:: REQUIREMENT ::
Convert the records below into a two-column CSV with the header "request,outline" and one row per request. Put the request text and its answer each in a single quoted field, with line breaks replaced by spaces.

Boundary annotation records
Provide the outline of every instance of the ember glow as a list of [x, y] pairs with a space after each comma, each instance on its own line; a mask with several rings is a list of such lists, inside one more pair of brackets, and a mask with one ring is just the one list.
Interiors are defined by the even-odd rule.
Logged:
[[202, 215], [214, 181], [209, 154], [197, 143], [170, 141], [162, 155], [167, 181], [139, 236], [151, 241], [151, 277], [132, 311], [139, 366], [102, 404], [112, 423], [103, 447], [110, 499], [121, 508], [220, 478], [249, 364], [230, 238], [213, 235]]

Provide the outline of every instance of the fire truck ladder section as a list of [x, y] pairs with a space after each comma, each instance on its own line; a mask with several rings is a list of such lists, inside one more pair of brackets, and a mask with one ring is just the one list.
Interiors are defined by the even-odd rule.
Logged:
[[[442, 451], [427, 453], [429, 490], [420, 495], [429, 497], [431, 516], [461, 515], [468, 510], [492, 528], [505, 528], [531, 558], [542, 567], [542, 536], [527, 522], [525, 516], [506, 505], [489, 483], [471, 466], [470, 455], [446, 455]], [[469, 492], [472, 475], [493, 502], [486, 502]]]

:: FINAL RESULT ::
request,outline
"Provide the outline of every instance of the ember glow as a list of [x, y] pairs with a space after each comma, each instance on its own line; a mask with several rings is a list of such lists, inside one more pair of brackets, and a mask with one ring is just the one list. Interiors are defined by the even-odd rule. Logged:","[[202, 215], [214, 181], [209, 154], [197, 143], [170, 141], [162, 155], [167, 181], [139, 236], [151, 241], [151, 277], [132, 311], [139, 366], [102, 404], [112, 423], [103, 447], [110, 499], [121, 508], [220, 478], [249, 364], [230, 238], [213, 235]]"
"Provide the outline of every instance of the fire truck ladder section as a list of [x, y] pairs with a space after each comma, each instance on its own line; a mask with several rings is a list of such lists, inside one more pair of brackets, and a mask with one ring is just the one list. Interiors are defined by the even-odd rule. Logged:","[[[442, 451], [427, 453], [429, 490], [420, 495], [429, 497], [431, 516], [461, 515], [468, 510], [492, 528], [505, 528], [531, 558], [542, 567], [542, 536], [527, 522], [525, 516], [506, 505], [489, 483], [471, 466], [470, 455], [446, 455]], [[469, 492], [472, 475], [493, 502], [486, 502]]]"